* **Текст для чтения**
#####
Но в тяжелые времена, когда монголы и татары разбили персидский мир на мелкие кусочки, на первый план сравнительно с нею все-таки выступает забота о завтрашнем дне и потребность во время непрестанно сменяющихся бедствий спасти все, что возможно спасти. Поэтому все те, кто под гнетом нужды или прирожденного низкопоклонства старались угодить вкусу завоевателей, набросились на историографию, классический период которой начинается как раз тогда, когда поэзия умолкает при звуке оружия. Среди тех картин, которые она начинает перед нами развертывать, главное место принадлежит, конечно, выше всех стоящим образам Чингисхана и Тимура, жизнь и подвиги которых нашли подробных описателей-панегиристов в лице Ала ад-Дина Джувейни и Шереф ад-Дина Али из Иезда. Между тем как история ильханов, отчасти начатая уже Джувейни, поскольку она касается Тимуридов и монголов, в общем изложена Абдуллой, по прозвищу Вассаф, Рашид ад-Дином из Хамадана, Абд ар-Раззаком из Самарканда и другими. Все эти люди получают от монголов плату за свои писания и поэтому часто самым бессовестным образом стараются прикрывать ужасы татарского хозяйничанья или же даже говорят о его удивительных преимуществах; но высокие должности, которые многие из них занимали, их близость по месту и по времени к происшествиям, которые они должны были описывать, придают необыкновенно большую цену материалу, содержащемуся в их исторических сочинениях. Поскольку упомянутые исторические сочинения высших сановников касаются пережитого ими лично, наряду с изложениями, подобными изложению Джелал ад-Дина Мингбурния, секретаря Мухаммеда из Несы, о падении хорезмшахов и которые можно поставить наряду с дневниками Бейхакия и других, теперь выступает совсем новый и в высшей степени характерный род литературы — собственные рассказы татарских и персидских государей о их действиях и событиях их жизни, в которых попадаются иногда очень обширные военно-политические размышления, постановления и критика на самих себя. По своей форме не все они написаны на персидском языке; Тимуриды, по крайней мере вначале, писали на своем родном восточнотурецком диалекте, на джагатайском, как обыкновенно называют этот язык по имени прежнего царства. Однако джагатайская литература и в этом случае, и вообще по своему складу находится в зависимости от персидской, между тем как самое содержание мемуаров, написаны ли они по-турецки или по-персидски, всегда касается их татарских авторов.
#####
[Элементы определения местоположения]
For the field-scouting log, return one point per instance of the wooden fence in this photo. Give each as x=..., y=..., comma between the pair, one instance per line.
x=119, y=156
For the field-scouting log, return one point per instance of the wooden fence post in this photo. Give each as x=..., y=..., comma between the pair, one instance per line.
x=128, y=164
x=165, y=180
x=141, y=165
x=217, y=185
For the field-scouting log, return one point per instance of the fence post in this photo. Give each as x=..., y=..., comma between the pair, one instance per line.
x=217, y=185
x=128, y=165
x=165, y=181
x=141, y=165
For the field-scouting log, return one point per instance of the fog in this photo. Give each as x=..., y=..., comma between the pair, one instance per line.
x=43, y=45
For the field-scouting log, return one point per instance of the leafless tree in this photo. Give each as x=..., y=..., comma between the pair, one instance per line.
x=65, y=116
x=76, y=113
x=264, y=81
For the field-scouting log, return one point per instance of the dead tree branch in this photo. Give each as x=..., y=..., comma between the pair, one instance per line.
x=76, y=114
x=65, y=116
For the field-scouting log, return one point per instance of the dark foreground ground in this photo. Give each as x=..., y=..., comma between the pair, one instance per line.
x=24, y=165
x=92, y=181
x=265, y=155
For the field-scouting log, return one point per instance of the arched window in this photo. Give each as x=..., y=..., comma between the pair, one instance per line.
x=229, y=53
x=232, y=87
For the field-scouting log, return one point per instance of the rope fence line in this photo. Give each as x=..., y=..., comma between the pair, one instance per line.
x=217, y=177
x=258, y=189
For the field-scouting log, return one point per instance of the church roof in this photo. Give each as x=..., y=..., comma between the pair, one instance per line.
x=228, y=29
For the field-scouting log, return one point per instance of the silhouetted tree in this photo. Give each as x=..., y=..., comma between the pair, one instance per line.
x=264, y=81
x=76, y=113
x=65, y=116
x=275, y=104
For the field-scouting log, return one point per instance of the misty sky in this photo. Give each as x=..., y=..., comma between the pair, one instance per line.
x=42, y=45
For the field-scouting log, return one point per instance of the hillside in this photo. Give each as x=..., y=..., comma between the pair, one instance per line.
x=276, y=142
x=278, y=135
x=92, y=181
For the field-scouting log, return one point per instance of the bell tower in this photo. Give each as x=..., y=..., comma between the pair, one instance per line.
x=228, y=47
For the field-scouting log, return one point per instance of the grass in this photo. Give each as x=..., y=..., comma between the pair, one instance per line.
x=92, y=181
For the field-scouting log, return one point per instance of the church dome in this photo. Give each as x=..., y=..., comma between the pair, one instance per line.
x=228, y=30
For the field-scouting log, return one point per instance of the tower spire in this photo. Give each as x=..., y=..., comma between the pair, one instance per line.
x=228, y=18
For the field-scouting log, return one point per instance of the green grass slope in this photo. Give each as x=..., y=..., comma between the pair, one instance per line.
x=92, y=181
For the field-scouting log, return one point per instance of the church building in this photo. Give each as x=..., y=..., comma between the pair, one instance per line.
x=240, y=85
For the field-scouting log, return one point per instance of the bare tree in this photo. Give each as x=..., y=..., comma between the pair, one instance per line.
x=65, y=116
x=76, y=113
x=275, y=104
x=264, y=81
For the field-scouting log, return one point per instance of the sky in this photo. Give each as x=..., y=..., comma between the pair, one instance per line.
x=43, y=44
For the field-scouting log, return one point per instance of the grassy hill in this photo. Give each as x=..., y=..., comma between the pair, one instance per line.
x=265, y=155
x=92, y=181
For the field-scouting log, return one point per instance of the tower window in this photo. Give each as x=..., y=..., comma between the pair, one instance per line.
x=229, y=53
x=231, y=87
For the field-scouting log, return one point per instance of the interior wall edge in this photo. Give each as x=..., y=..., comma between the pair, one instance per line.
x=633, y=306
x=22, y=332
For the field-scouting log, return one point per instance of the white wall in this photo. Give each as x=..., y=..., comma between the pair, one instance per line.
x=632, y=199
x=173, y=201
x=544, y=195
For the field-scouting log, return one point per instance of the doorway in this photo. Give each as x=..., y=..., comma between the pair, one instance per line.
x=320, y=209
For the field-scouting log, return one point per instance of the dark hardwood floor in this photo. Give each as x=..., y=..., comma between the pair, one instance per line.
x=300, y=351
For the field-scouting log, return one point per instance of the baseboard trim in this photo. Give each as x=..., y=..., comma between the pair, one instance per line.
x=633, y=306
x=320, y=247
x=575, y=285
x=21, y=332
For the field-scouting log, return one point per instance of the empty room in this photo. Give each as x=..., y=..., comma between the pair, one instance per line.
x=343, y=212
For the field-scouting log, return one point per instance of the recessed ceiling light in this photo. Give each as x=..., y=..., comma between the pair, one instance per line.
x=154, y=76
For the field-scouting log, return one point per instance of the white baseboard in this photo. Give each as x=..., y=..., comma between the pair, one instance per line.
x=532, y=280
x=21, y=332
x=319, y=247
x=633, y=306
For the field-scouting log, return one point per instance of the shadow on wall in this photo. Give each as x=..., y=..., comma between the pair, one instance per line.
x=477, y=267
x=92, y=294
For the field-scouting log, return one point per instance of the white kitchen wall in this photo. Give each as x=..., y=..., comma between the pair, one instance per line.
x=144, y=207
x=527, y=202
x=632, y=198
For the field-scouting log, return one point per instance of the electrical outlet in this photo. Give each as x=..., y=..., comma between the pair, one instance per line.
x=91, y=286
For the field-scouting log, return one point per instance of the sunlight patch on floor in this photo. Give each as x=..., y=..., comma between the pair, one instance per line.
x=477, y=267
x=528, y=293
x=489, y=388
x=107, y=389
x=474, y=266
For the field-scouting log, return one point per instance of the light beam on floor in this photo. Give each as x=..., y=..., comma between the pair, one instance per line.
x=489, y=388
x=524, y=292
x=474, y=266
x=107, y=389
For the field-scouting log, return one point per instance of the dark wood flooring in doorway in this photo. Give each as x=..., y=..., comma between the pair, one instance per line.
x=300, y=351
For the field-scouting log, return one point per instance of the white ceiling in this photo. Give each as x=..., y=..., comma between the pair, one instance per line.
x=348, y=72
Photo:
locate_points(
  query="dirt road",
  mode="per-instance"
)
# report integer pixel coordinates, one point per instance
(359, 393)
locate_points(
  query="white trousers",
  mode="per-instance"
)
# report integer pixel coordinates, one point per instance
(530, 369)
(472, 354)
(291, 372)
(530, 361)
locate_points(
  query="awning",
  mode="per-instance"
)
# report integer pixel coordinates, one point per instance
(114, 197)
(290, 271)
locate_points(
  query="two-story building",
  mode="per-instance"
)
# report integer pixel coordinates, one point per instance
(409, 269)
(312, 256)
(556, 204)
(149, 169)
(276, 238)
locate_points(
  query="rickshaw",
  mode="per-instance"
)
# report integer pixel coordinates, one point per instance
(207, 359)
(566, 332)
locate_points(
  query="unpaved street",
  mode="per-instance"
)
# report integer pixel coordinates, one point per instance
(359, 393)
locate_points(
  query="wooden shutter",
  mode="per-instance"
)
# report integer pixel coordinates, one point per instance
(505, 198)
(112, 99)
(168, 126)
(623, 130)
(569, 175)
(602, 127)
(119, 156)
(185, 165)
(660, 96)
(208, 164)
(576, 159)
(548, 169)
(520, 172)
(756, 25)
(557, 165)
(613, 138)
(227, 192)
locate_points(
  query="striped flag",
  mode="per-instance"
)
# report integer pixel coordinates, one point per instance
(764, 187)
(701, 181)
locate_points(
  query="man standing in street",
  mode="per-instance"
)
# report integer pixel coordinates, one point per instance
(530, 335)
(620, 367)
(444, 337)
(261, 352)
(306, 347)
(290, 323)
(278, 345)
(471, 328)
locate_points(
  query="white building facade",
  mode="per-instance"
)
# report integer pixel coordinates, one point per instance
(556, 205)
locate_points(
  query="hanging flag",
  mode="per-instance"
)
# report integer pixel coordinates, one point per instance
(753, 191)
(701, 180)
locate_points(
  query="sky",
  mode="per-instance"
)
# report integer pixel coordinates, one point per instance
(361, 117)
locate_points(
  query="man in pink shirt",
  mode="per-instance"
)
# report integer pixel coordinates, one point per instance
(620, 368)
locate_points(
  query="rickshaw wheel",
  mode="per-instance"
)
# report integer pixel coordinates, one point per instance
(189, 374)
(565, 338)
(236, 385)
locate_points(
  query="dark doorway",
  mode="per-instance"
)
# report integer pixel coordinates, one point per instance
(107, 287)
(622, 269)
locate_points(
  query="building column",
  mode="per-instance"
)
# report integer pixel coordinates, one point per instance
#####
* **Задание**
Ответьте на вопросы по тексту об историографии:
1. Чьи жизнь и подвиги описали Ала ад-Дин Джувейни и Шереф ад-Дин Али из Иезда?
2. Какое прозвище было у Абдуллы?
3. На каком языке вначале писали Тимуриды?
Опирайтесь только на текст для чтения.

* **Ответ**
1. Чингисхана и Тимура.
2. Вассаф.
3. На своем родном восточнотурецком диалекте, джагатайском.